● **Point localization data**:
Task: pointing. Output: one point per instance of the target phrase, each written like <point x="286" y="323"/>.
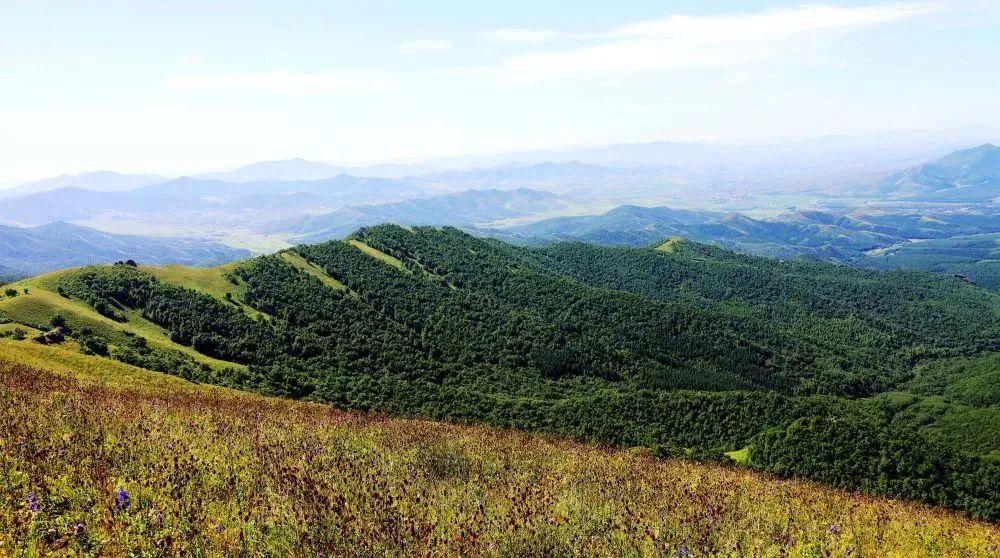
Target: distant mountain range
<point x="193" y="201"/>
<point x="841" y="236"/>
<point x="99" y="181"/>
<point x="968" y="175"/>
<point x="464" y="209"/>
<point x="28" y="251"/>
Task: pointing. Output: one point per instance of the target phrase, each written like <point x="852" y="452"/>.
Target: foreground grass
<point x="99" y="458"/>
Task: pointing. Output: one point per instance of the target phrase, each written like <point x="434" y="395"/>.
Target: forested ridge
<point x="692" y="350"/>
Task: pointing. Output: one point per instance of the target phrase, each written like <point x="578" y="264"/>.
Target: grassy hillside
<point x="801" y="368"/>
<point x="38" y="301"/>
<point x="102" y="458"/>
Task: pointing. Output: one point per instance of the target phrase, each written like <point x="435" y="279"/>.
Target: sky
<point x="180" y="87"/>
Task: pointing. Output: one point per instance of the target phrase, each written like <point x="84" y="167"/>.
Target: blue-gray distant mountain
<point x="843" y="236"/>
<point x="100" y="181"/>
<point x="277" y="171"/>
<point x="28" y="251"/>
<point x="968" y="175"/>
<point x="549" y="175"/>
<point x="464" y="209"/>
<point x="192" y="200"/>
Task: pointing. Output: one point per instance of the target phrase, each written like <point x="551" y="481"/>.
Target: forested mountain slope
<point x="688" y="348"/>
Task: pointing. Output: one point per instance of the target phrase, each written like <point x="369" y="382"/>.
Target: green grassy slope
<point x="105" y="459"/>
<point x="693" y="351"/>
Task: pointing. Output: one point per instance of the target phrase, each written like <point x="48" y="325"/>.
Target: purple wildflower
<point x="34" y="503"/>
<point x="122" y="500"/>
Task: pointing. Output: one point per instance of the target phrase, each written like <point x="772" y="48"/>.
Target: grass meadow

● **Exercise**:
Looking at the records above, please output exactly the lines that run from the one holding "Target: purple wildflower" to the final line, and only those.

● **Response below**:
Target: purple wildflower
<point x="34" y="503"/>
<point x="122" y="500"/>
Task: pointing. Output: one point per instance of the target phrase, each written like <point x="772" y="48"/>.
Target: grass meadow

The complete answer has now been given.